§ Written request 1:
Convert the records, from the line containing "Subject: man's brown shoe" through the line containing "xmin=84 ymin=309 xmax=105 ymax=316", into a two-column CSV with the headers input and output, one row per record, holding its text and its answer. Enclose each field in quotation marks and replace line breaks with spaces.

§ Source:
■ ■ ■ ■

Um Mohamed (centre) and her family stand beside their makeshift water tanker in al-Zaatari. She is one of thousands of Jordanians who complain they have been left without potable water in the north for over three months.


By Taylor Luck


Mohamed Hassan grunted as he slowly lowered a clay jug from his right shoulder down to the floor of his one-room mud-brick house in northern Jordan. The 25-year-old had just completed what he said has become a daily 6km trek to the edge of his desert village of al-Kom al-Ahmar to retrieve what his family had long taken for granted: their daily water.
“This will be enough to drink, boil some tea and maybe some rice,” Hassan said as he cupped a handful of the murky, mineral-laden water he had retrieved from an artesian well at the edge of his village. He and his family of seven have relied on the well as their main water source since May.
“We haven’t even dreamed of bathing for months.”
Hassan is one of thousands of Jordanians who have been left without water services. Ongoing water cuts across the country are set to escalate a conflict over municipal services and a wider political crisis.
Jordan has long faced chronic water shortages. Classified as the world’s fourth water-poorest nation, it relies on rainwater reserves for some 20% of its annual, 1.5bn cu m needs.
The country’s water woes have reached crisis levels this summer with the influx of over half a million Syrians, pushing water demand up 16% and raising Jordan’s water deficit by 50%, from 400mn cu m (mcm) to 600 mcm.
No region has been hit harder by the water shortage than the city of Mafraq, 90km north of Amman. A rapid influx of Syrians has more than doubled the city’s population from 80,000 to 200,000. That halved available water per capita, which once stood at 100 mcm, to under 50 mcm per year.

■ ■ ■ ■

§ Supplied data:
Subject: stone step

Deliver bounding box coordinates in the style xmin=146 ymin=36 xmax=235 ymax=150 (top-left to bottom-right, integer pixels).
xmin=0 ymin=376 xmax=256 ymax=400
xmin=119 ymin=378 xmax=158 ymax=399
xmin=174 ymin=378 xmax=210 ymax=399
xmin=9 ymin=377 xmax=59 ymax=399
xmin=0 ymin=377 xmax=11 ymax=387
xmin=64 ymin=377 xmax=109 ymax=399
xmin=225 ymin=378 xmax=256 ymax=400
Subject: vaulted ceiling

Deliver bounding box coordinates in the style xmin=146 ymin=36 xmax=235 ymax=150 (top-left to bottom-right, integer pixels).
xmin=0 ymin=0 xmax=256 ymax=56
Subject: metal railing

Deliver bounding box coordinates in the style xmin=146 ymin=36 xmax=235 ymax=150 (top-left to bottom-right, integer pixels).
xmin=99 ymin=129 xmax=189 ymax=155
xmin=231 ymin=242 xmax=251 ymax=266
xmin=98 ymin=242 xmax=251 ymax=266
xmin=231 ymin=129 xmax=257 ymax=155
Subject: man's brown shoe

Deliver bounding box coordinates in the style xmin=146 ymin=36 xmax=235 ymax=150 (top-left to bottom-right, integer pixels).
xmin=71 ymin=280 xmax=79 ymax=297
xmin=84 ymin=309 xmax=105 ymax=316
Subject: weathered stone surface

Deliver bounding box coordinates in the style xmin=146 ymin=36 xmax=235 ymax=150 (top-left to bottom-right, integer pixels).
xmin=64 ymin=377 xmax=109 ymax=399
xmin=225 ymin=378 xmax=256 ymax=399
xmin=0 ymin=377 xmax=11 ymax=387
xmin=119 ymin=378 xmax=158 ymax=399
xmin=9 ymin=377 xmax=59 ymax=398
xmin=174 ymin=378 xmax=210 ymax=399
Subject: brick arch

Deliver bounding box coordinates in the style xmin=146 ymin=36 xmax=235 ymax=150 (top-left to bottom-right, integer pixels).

■ ■ ■ ■

§ Written request 2:
Reproduce the entire article on water shortages in Jordan word for word.

§ Task response 1:
input,output
"Subject: man's brown shoe Deliver bounding box coordinates in the style xmin=146 ymin=36 xmax=235 ymax=150 (top-left to bottom-right, integer pixels).","xmin=71 ymin=280 xmax=79 ymax=297 xmin=84 ymin=309 xmax=105 ymax=316"

§ Task response 2:
Um Mohamed (centre) and her family stand beside their makeshift water tanker in al-Zaatari. She is one of thousands of Jordanians who complain they have been left without potable water in the north for over three months.


By Taylor Luck


Mohamed Hassan grunted as he slowly lowered a clay jug from his right shoulder down to the floor of his one-room mud-brick house in northern Jordan. The 25-year-old had just completed what he said has become a daily 6km trek to the edge of his desert village of al-Kom al-Ahmar to retrieve what his family had long taken for granted: their daily water.
“This will be enough to drink, boil some tea and maybe some rice,” Hassan said as he cupped a handful of the murky, mineral-laden water he had retrieved from an artesian well at the edge of his village. He and his family of seven have relied on the well as their main water source since May.
“We haven’t even dreamed of bathing for months.”
Hassan is one of thousands of Jordanians who have been left without water services. Ongoing water cuts across the country are set to escalate a conflict over municipal services and a wider political crisis.
Jordan has long faced chronic water shortages. Classified as the world’s fourth water-poorest nation, it relies on rainwater reserves for some 20% of its annual, 1.5bn cu m needs.
The country’s water woes have reached crisis levels this summer with the influx of over half a million Syrians, pushing water demand up 16% and raising Jordan’s water deficit by 50%, from 400mn cu m (mcm) to 600 mcm.
No region has been hit harder by the water shortage than the city of Mafraq, 90km north of Amman. A rapid influx of Syrians has more than doubled the city’s population from 80,000 to 200,000. That halved available water per capita, which once stood at 100 mcm, to under 50 mcm per year.